Mandragora caulescens

Scientific classification
- Kingdom: Plantae
- Clade: Tracheophytes
- Clade: Angiosperms
- Clade: Eudicots
- Clade: Asterids
- Order: Solanales
- Family: Solanaceae
- Genus: Mandragora
- Species: M. caulescens
- Binomial name: Mandragora caulescens C.B.Clarke
- Synonyms: Anisodus caulescens (C.B.Clarke) Diels ; Anisodus mariae Pascher ; Mairella yunnanensis H.Léveillé ; Mandragora chinghaiensis Kuang & A.M.Lu ; Mandragora tibetica Grubov. ;

= Mandragora caulescens =

- Genus: Mandragora
- Species: caulescens
- Authority: C.B.Clarke

Species of plant

Mandragora caulescens, the Himalayan mandrake, is a perennial herbaceous plant in the family Solanaceae, native to the Himalayas and mountainous regions of Myanmar and south-west China. One of the differences from the other species of Mandragora is that it has a stem, whereas they are stemless. Like all species of Mandragora, it contains tropane alkaloids, making it toxic. It is used in traditional Chinese medicine.

==Description==
Mandragora caulescens is a perennial herbaceous plant with a thick root. There is considerable variability in the size and shape of its parts and in the colour of its flowers. Unlike other members of the genus Mandragora, it usually has a stem, 10–40 cm long (sometimes up to 60 cm), making the plant as a whole usually 20–60 cm tall. The leaves are mostly basal but are also found along the stem. They are up to 30 cm long, including the stalk (petiole).

The flowering period is from April or May to July or September, with fruits appearing until October. The flowers are borne singly on stalks (pedicels) 5–20 cm long. The sepals are joined at the base to form a lobed cup-shaped structure, often nearly as long as the petals. The petals are dark purple or yellow, similarly joined at the base with lobes about half their length of 5–30 mm. The stamens are joined to the base of the petals, and vary considerably in length, with the anthers 1–5 mm long. The fruit is a berry, greenish white to yellow in colour, up to 25 mm across. The numerous seeds are yellow to light brown, 1.5–3 mm long.

==Taxonomy==
Mandragora caulescens was first described by Charles Baron Clarke in 1883. In 1978, division into four subspecies was proposed, but this has not been accepted by subsequent researchers. Mandragora tibetica, described in 1970, and Mandragora chinghaiensis, described in 1978, are also, as of April 2015, not considered to be sufficiently differentiated from M. caulescens, although the Flora of China says that "further study may lead to separation of independent taxa from the single species recognized here."

**TASKS:**
#1 Say whether each statement agrees with the passage on the Himalayan mandrake, answering yes or no and quoting the words of the passage that decide it: (a) Mandragora caulescens usually has a stem, unlike other members of its genus. (b) Its flowers are borne in clusters. (c) The 1978 proposal to divide it into four subspecies has been accepted by later researchers.
#2 Extract the part of the passage on the Himalayan mandrake word for word, starting with "Mandragora caulescens, the" and going on through "traditional Chinese medicine.".

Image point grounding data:
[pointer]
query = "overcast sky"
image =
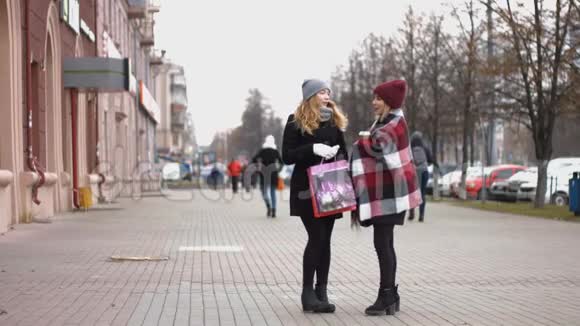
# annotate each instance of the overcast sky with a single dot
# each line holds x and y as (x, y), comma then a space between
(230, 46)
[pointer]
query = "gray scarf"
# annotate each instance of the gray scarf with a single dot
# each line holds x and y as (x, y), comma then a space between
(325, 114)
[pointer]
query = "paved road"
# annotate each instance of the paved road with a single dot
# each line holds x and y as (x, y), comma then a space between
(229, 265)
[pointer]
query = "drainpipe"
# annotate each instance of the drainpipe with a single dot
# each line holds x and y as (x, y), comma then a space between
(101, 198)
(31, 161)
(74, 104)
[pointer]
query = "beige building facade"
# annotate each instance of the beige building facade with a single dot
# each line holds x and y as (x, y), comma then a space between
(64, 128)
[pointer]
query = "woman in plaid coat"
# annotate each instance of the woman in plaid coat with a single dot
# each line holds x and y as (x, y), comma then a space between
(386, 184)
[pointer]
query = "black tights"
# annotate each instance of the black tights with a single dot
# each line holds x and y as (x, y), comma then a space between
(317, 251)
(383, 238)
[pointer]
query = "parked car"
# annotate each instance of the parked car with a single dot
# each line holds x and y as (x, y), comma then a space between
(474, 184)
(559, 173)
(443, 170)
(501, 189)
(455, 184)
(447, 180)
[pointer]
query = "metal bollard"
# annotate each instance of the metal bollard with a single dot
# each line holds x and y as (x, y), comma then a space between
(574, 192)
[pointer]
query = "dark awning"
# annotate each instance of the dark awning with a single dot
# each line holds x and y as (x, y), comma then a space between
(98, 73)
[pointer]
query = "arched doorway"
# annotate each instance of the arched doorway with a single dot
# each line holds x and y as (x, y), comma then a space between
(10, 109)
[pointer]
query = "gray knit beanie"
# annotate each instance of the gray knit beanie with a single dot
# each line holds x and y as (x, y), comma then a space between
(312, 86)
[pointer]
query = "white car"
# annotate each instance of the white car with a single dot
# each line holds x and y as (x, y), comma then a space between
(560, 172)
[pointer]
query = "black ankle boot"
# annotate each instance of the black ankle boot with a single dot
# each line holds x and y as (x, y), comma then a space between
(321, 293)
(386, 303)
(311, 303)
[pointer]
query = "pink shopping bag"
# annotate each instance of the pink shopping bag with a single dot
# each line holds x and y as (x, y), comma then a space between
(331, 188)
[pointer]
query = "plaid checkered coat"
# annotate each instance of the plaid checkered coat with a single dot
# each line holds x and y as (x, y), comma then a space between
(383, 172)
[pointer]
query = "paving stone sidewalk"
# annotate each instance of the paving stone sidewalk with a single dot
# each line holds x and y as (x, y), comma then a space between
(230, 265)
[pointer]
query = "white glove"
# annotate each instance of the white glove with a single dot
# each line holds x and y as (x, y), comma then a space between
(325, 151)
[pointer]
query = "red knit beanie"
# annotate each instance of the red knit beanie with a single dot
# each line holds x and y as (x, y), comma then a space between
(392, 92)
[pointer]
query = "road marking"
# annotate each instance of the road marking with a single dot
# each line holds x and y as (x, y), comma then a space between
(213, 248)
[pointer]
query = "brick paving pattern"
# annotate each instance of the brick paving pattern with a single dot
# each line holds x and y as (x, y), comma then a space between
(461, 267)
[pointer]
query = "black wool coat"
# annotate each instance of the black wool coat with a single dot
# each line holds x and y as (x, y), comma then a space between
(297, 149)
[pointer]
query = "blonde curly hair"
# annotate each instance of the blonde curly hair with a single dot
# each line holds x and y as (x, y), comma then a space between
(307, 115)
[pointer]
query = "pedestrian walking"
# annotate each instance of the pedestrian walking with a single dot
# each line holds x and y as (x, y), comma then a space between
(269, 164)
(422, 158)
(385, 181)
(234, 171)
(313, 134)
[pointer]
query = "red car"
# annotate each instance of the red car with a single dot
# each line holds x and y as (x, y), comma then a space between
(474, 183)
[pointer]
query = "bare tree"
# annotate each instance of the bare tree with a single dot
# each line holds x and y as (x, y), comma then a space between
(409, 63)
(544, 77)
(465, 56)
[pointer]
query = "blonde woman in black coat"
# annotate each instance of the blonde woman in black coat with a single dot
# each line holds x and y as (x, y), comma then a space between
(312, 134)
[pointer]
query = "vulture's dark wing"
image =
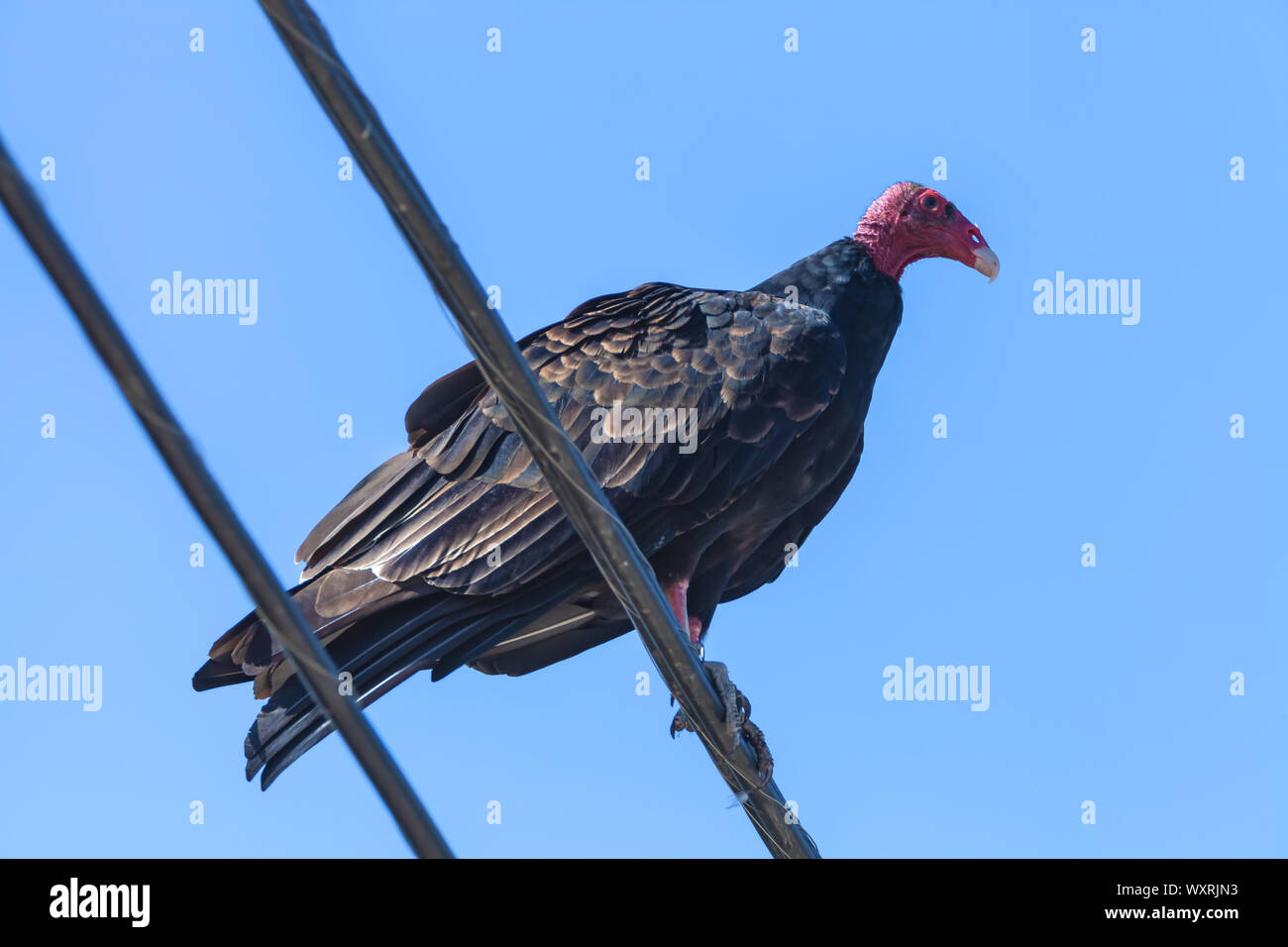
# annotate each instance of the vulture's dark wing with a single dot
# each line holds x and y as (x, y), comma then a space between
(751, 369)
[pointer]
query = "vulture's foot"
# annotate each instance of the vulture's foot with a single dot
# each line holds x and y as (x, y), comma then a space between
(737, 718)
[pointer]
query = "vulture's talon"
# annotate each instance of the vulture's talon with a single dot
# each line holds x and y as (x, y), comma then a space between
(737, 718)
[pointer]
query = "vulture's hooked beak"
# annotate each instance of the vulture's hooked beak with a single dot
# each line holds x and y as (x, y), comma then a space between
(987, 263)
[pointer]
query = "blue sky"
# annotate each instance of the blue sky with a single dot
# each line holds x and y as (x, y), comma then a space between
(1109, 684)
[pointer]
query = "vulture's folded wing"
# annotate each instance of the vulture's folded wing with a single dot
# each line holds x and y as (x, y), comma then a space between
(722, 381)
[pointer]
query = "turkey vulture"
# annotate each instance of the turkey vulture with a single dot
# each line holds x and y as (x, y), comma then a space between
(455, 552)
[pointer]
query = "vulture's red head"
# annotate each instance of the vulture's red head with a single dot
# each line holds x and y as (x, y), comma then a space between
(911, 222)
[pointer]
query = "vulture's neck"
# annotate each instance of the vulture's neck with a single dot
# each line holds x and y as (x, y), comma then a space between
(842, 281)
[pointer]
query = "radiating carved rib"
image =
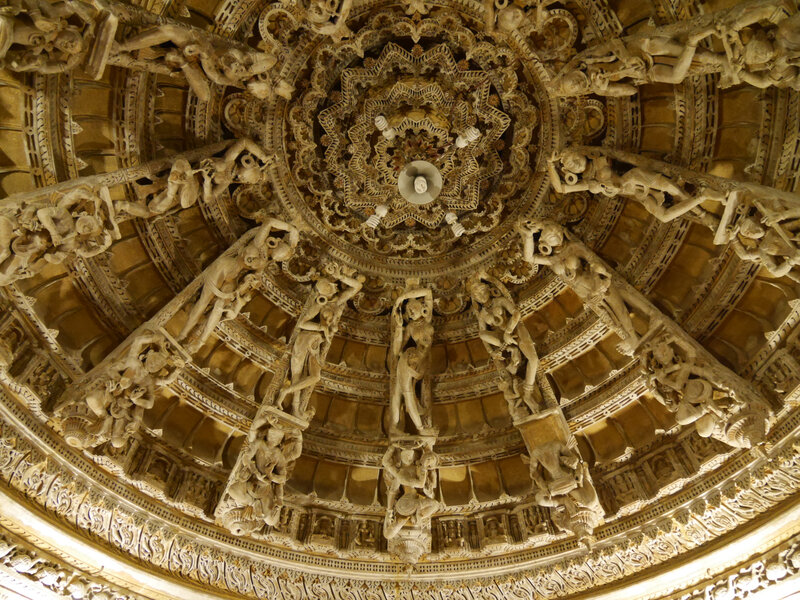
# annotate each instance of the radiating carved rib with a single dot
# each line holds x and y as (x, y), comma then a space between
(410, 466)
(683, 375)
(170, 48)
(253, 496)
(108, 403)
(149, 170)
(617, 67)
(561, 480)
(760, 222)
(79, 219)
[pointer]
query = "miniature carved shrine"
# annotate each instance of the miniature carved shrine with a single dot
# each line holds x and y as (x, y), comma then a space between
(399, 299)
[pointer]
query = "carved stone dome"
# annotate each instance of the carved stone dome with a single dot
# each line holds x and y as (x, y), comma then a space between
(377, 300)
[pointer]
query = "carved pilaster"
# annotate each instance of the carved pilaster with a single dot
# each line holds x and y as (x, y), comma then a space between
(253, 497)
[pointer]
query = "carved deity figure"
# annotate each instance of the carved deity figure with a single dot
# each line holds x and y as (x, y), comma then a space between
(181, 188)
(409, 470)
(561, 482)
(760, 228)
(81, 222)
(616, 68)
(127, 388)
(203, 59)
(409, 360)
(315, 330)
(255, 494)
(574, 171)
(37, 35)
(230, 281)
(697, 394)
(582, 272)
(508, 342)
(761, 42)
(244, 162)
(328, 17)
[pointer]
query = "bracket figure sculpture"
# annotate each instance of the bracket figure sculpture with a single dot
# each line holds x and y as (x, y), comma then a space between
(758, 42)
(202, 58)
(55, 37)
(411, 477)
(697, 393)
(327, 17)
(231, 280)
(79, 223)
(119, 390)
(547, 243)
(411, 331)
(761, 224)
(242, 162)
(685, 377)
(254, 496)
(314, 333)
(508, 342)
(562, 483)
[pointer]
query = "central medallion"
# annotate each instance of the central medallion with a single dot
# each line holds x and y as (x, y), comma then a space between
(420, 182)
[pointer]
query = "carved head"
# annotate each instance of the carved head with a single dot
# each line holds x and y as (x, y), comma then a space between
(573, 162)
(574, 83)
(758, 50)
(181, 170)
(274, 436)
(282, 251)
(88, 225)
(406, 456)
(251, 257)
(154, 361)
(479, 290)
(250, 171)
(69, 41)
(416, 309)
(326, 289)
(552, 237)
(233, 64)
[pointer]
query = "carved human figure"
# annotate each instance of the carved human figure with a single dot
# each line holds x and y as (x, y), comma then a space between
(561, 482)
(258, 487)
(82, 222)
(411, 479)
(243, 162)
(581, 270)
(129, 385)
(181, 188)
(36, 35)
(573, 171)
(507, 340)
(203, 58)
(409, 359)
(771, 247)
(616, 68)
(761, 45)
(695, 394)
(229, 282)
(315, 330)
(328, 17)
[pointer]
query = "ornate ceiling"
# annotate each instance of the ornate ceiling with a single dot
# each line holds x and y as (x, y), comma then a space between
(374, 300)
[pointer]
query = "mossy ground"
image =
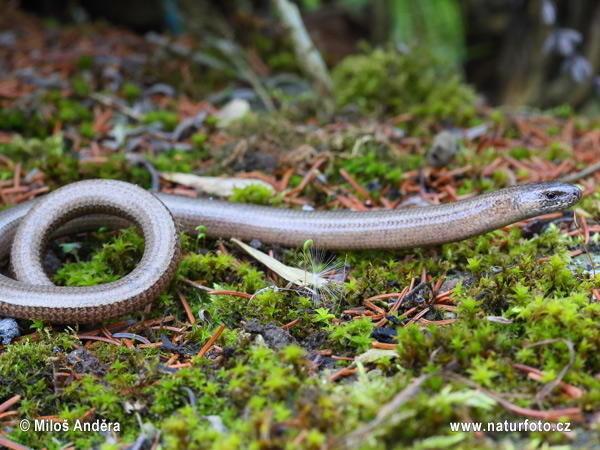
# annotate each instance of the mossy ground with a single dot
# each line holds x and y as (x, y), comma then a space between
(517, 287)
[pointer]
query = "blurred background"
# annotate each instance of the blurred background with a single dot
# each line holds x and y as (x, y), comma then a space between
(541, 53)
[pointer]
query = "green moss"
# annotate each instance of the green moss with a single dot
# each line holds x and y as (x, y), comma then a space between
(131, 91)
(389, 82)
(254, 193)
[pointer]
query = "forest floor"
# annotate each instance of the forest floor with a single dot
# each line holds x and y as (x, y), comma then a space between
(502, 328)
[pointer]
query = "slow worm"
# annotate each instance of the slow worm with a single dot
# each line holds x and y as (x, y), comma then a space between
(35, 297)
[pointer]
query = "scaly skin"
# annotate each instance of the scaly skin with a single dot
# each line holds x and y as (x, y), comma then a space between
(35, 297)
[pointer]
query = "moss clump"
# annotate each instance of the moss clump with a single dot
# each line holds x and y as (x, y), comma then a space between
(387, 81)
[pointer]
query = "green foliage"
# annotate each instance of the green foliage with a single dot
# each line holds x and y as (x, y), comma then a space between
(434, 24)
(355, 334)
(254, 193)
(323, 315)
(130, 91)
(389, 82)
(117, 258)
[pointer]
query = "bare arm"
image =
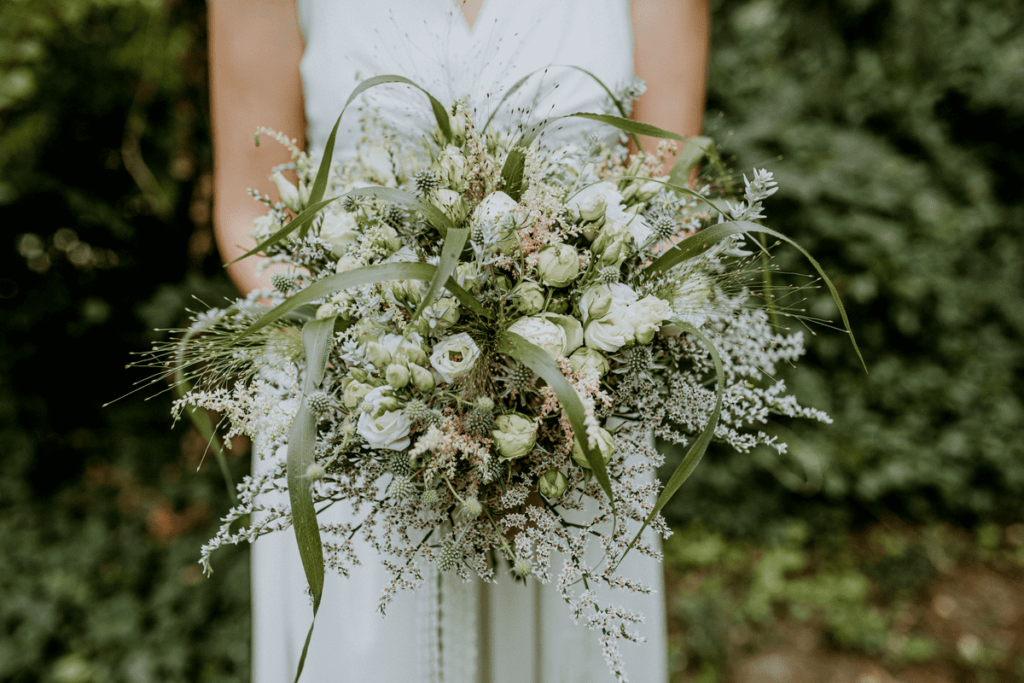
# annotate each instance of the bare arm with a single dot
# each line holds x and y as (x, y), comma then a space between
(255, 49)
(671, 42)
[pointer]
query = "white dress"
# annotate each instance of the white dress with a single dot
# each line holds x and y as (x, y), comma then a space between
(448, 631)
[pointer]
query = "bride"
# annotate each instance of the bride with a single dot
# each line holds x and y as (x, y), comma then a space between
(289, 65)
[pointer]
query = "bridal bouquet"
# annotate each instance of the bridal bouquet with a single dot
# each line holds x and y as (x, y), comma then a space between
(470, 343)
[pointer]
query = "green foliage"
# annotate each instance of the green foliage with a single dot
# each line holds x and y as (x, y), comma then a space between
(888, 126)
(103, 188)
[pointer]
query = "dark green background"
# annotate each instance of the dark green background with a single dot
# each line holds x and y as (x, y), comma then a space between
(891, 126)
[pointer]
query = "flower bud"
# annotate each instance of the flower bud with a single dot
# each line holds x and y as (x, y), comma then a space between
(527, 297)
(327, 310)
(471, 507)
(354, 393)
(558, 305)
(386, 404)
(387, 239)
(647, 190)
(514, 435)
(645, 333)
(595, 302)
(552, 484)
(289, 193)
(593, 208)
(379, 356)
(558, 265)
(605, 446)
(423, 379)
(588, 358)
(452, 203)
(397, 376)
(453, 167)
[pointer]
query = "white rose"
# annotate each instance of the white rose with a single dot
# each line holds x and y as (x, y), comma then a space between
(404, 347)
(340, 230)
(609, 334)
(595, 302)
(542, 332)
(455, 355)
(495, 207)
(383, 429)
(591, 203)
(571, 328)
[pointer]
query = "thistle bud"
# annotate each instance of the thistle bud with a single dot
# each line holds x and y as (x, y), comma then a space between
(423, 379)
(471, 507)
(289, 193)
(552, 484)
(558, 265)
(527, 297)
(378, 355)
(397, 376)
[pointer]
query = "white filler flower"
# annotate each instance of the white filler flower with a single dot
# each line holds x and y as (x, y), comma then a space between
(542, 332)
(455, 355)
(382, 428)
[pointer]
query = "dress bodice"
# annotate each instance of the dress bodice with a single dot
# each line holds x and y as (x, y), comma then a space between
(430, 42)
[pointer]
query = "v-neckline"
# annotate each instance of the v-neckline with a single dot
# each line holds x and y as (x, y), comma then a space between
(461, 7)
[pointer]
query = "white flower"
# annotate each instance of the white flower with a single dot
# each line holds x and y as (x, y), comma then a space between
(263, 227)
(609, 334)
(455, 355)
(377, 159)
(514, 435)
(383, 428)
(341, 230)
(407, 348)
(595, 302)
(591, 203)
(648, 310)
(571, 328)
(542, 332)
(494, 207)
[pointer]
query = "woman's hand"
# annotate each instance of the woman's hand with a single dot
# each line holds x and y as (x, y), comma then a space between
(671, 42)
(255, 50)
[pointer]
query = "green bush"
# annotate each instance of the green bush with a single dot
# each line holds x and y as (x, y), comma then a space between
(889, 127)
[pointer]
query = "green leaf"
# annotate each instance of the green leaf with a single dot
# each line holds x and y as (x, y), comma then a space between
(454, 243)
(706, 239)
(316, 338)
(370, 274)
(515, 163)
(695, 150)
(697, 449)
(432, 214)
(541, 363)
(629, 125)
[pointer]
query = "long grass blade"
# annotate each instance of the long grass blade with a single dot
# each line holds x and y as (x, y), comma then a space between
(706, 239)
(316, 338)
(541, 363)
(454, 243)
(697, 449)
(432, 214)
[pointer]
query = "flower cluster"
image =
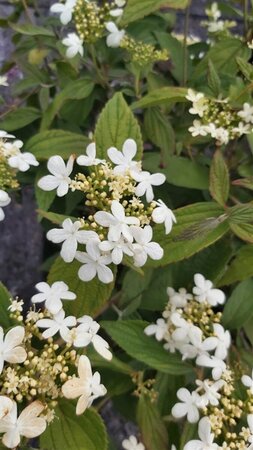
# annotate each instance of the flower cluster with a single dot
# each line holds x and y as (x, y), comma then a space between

**RESULTS OF THE TASKS:**
#1
(a) Yes: "Unlike other members of the genus Mandragora, it usually has a stem"
(b) No: "The flowers are borne singly on stalks (pedicels) 5–20 cm long."
(c) No: "In 1978, division into four subspecies was proposed, but this has not been accepted by subsequent researchers."

#2
Mandragora caulescens, the Himalayan mandrake, is a perennial herbaceous plant in the family Solanaceae, native to the Himalayas and mountainous regions of Myanmar and south-west China. One of the differences from the other species of Mandragora is that it has a stem, whereas they are stemless. Like all species of Mandragora, it contains tropane alkaloids, making it toxic. It is used in traditional Chinese medicine.